> _Stated problem_: Rewrite all of the material below, replacing every "pixels" with "px" and leaving everything else unchanged.
★ ★ ★ ★
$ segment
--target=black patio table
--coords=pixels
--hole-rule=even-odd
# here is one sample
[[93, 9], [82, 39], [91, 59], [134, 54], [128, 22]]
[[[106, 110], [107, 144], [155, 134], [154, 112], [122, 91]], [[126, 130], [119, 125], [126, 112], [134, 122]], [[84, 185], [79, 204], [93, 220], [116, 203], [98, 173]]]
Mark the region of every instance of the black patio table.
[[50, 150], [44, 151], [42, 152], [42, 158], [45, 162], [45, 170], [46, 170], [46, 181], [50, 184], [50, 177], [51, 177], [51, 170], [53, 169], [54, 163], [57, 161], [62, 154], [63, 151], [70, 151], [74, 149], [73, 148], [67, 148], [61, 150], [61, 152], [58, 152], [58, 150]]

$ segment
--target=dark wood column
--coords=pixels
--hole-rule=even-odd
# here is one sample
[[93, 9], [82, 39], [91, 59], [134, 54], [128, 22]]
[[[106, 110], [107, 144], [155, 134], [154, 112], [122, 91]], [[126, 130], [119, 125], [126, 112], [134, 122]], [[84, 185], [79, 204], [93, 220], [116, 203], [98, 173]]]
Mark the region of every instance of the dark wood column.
★ ★ ★ ★
> _Task solution_:
$ segment
--target=black patio table
--coords=px
--hole-rule=even-odd
# here is one sample
[[93, 9], [82, 39], [91, 59], [134, 54], [128, 22]]
[[[106, 110], [107, 144], [155, 134], [154, 112], [122, 91]], [[126, 130], [119, 125], [126, 112], [134, 122]], [[84, 185], [79, 204], [93, 220], [116, 203], [98, 173]]]
Mark the region of every instance of the black patio table.
[[50, 150], [44, 151], [42, 152], [42, 158], [45, 162], [45, 170], [46, 170], [46, 181], [50, 184], [50, 177], [51, 177], [51, 170], [53, 169], [54, 163], [57, 161], [62, 154], [63, 151], [70, 151], [74, 149], [73, 148], [67, 148], [61, 150], [61, 152], [58, 152], [58, 150]]

$ segment
--target=dark wood column
--coords=px
--hole-rule=even-odd
# here is one sample
[[93, 9], [82, 39], [91, 59], [134, 54], [128, 22]]
[[[106, 110], [107, 144], [155, 134], [154, 112], [122, 91]], [[126, 130], [119, 125], [126, 112], [134, 122]], [[84, 185], [79, 204], [93, 220], [116, 203], [98, 173]]]
Mark the region of every instance of the dark wood column.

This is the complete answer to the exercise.